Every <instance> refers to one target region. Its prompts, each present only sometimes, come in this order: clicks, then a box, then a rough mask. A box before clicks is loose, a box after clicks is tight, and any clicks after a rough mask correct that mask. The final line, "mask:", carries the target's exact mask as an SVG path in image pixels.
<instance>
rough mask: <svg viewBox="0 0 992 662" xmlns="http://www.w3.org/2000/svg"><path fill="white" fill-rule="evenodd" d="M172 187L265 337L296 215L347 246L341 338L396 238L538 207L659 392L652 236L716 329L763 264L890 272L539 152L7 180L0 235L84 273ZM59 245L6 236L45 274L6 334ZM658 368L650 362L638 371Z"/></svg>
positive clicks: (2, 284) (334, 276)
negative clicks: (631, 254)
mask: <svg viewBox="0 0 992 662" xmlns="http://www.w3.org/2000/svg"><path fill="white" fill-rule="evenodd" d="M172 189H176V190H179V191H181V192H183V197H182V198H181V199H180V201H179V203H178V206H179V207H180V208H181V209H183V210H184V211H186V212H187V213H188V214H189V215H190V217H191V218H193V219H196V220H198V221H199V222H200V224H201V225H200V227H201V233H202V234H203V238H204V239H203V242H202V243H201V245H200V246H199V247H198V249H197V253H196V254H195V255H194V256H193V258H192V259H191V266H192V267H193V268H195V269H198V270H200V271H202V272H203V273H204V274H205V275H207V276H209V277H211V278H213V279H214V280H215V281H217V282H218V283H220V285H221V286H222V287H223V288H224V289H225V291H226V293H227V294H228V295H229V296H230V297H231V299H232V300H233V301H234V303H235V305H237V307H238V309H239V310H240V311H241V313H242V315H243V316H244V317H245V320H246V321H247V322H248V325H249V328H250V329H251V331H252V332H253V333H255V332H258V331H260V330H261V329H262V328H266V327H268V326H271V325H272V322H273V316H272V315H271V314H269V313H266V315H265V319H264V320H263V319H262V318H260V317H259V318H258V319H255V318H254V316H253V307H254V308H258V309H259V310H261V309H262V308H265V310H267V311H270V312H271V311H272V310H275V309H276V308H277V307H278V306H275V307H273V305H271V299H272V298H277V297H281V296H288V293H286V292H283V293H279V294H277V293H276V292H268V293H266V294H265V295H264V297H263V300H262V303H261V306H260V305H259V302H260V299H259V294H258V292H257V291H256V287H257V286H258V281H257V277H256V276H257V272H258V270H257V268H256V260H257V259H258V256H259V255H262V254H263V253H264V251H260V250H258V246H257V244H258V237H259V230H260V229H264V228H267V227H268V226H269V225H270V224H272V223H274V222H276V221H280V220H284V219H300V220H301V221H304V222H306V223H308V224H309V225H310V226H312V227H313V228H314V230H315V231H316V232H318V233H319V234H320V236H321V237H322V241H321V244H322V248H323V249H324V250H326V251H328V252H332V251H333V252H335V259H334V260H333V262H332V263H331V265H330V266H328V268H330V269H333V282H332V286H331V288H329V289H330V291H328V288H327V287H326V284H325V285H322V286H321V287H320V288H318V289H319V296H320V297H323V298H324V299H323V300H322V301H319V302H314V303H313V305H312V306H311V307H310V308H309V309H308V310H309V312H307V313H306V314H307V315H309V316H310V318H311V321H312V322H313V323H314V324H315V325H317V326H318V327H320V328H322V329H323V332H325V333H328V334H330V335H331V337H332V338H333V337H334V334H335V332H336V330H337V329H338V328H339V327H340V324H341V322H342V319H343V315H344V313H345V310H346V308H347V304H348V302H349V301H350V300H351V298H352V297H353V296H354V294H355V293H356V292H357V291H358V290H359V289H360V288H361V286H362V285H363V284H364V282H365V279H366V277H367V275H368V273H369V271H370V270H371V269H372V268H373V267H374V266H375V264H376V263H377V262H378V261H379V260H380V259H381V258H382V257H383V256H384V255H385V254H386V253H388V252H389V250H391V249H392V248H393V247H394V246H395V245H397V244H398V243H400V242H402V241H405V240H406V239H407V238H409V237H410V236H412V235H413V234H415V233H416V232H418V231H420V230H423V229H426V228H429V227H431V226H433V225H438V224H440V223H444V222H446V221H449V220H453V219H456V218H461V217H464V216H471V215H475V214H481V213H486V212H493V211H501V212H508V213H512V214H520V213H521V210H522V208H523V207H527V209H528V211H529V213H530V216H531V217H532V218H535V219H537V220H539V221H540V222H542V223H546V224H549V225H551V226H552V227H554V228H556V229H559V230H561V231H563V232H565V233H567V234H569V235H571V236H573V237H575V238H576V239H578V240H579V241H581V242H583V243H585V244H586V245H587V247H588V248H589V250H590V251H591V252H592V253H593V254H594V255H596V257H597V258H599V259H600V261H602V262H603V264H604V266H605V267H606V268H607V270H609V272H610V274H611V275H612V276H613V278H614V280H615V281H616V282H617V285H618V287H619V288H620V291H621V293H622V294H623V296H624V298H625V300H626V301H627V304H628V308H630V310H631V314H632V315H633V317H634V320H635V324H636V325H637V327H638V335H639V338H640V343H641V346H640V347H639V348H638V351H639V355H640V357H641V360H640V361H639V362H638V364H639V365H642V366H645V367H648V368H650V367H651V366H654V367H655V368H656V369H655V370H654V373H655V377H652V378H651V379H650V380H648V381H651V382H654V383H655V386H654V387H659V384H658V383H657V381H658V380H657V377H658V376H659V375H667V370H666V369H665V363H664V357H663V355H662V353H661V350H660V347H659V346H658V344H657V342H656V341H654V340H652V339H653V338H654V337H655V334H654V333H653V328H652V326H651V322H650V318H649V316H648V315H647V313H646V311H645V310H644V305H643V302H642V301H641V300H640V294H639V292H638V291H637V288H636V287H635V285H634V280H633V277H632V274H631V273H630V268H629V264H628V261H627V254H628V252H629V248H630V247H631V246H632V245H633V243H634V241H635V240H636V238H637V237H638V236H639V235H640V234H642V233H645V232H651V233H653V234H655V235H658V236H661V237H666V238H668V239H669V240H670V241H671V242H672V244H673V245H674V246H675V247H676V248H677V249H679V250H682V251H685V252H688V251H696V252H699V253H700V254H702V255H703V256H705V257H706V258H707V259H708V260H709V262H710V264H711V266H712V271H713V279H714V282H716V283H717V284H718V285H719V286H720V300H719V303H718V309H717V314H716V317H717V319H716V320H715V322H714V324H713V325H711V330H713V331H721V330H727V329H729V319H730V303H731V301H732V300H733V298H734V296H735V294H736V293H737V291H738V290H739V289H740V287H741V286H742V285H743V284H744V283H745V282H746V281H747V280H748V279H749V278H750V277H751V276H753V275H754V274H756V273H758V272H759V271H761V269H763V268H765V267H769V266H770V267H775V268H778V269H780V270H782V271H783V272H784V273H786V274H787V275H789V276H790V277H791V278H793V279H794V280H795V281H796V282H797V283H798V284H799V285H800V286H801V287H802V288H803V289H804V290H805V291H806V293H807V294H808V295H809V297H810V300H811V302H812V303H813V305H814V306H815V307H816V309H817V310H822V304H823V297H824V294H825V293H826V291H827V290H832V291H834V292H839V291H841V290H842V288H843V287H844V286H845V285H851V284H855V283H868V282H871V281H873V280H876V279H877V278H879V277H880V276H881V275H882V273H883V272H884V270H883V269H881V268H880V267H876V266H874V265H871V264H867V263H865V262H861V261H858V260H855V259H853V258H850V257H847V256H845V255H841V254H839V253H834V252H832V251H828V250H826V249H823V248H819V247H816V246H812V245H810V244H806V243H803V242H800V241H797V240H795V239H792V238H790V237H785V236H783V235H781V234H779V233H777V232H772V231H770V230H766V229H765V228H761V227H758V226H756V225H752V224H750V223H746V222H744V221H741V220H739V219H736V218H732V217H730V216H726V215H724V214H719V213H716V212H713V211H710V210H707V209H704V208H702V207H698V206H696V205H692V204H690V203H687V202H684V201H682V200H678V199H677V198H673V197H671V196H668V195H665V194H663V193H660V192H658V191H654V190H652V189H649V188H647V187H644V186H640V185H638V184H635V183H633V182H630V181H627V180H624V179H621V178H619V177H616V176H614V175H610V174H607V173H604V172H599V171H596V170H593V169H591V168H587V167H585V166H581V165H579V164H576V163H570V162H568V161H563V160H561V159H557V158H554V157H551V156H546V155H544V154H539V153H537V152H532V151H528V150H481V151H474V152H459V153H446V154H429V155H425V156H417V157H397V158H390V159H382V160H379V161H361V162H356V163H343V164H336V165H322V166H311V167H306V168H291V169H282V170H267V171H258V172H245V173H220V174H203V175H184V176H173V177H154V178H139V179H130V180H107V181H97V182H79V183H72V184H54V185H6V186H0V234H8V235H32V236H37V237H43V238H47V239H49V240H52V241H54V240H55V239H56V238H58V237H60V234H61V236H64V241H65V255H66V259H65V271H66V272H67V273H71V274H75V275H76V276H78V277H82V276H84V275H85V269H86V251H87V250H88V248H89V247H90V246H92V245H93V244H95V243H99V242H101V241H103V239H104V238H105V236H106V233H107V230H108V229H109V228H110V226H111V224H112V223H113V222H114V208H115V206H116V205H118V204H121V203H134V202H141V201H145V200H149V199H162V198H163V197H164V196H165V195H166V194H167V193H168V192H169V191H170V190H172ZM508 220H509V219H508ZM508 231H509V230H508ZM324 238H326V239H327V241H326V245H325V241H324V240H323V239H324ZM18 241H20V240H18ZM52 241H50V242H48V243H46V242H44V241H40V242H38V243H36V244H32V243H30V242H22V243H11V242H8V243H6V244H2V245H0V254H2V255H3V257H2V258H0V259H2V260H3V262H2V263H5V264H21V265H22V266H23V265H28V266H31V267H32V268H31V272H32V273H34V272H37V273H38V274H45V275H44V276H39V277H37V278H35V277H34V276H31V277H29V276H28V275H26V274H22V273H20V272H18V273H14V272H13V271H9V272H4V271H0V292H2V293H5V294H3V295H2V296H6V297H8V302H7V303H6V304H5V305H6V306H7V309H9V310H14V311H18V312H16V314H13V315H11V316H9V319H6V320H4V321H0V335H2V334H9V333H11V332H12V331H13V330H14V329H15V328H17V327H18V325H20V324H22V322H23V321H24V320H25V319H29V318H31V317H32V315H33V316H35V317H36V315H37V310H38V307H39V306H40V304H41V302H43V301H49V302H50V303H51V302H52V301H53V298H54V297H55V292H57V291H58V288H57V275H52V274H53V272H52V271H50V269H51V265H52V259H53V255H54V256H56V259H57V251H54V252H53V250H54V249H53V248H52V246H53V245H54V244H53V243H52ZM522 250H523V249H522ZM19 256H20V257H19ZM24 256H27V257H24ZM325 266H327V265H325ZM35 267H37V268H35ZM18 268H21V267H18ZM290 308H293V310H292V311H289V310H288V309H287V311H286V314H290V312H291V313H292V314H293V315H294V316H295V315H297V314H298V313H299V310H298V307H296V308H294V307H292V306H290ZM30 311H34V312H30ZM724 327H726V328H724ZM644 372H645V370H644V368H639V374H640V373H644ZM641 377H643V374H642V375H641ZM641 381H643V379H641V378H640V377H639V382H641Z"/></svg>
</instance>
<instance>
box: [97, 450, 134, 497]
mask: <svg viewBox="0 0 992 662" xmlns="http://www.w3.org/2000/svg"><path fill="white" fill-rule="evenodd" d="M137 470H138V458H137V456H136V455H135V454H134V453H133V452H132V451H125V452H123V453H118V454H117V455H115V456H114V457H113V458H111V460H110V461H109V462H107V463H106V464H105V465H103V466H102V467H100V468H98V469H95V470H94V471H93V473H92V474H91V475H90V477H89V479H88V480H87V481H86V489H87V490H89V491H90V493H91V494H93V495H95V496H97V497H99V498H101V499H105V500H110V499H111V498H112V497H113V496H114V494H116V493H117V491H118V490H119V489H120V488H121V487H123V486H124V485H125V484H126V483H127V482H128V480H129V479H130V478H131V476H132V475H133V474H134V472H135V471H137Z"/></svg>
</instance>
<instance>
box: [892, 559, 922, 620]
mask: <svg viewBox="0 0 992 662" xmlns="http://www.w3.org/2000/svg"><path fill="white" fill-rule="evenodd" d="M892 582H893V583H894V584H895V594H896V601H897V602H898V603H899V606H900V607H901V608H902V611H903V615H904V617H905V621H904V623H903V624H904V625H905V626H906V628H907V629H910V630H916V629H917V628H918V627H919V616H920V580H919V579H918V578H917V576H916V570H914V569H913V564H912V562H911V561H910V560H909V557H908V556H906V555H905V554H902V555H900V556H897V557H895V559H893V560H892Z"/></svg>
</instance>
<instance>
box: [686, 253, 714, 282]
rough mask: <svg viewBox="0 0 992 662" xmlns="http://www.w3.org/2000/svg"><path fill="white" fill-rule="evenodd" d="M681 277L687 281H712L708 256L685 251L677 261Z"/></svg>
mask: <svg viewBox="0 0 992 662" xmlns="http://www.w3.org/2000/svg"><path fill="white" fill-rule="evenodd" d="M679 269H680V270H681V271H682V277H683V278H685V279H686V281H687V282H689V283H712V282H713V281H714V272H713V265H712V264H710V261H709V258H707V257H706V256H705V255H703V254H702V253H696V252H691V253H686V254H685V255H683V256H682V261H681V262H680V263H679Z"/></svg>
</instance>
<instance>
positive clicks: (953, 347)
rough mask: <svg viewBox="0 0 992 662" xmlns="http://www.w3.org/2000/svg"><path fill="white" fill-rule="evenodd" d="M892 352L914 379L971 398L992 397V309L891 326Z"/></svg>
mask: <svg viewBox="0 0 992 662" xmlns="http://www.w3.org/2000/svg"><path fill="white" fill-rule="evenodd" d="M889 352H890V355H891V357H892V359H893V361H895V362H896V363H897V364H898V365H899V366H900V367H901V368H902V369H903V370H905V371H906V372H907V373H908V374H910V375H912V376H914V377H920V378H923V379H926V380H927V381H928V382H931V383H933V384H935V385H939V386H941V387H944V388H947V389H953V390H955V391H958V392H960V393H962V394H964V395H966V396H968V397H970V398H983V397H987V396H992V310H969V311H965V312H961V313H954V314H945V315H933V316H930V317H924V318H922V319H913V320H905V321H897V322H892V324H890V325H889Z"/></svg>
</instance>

Task brief -
From the records above, copy out the line with "box: [97, 450, 134, 497]", the line with "positive clicks: (953, 347)", and every line between them, word for word.

Exercise result -
box: [97, 450, 134, 497]
mask: <svg viewBox="0 0 992 662" xmlns="http://www.w3.org/2000/svg"><path fill="white" fill-rule="evenodd" d="M137 470H138V458H137V456H136V455H135V454H134V453H133V452H132V451H125V452H123V453H118V454H117V455H115V456H114V457H113V458H111V460H110V461H109V462H107V463H106V464H105V465H103V466H102V467H100V468H98V469H95V470H94V471H93V473H92V474H91V475H90V477H89V479H88V480H87V481H86V489H87V490H89V491H90V493H91V494H93V495H95V496H97V497H99V498H101V499H105V500H110V499H111V498H112V497H113V496H114V494H116V493H117V491H118V490H119V489H120V488H121V487H123V486H124V485H125V484H126V483H127V482H128V480H129V479H130V478H131V476H132V475H133V474H134V472H135V471H137Z"/></svg>
</instance>
<instance>
box: [892, 559, 922, 620]
mask: <svg viewBox="0 0 992 662" xmlns="http://www.w3.org/2000/svg"><path fill="white" fill-rule="evenodd" d="M892 582H893V583H894V584H895V594H896V601H897V602H898V603H899V606H900V607H901V608H902V611H903V615H904V617H905V621H904V623H903V624H904V625H905V626H906V628H907V629H910V630H916V629H917V628H918V627H919V616H920V580H919V579H918V578H917V576H916V570H914V569H913V564H912V562H911V561H910V560H909V557H908V556H906V555H905V554H902V555H900V556H897V557H895V559H893V560H892Z"/></svg>
</instance>
<instance>
box: [686, 253, 714, 282]
rough mask: <svg viewBox="0 0 992 662" xmlns="http://www.w3.org/2000/svg"><path fill="white" fill-rule="evenodd" d="M681 277L687 281H712L708 256L685 251L677 261Z"/></svg>
mask: <svg viewBox="0 0 992 662" xmlns="http://www.w3.org/2000/svg"><path fill="white" fill-rule="evenodd" d="M679 269H680V270H681V271H682V277H683V278H685V279H686V281H687V282H689V283H712V282H713V281H714V272H713V265H712V264H710V261H709V258H707V257H706V256H705V255H703V254H702V253H696V252H691V253H686V254H685V255H683V256H682V261H681V262H680V263H679Z"/></svg>
</instance>
<instance>
positive clicks: (953, 347)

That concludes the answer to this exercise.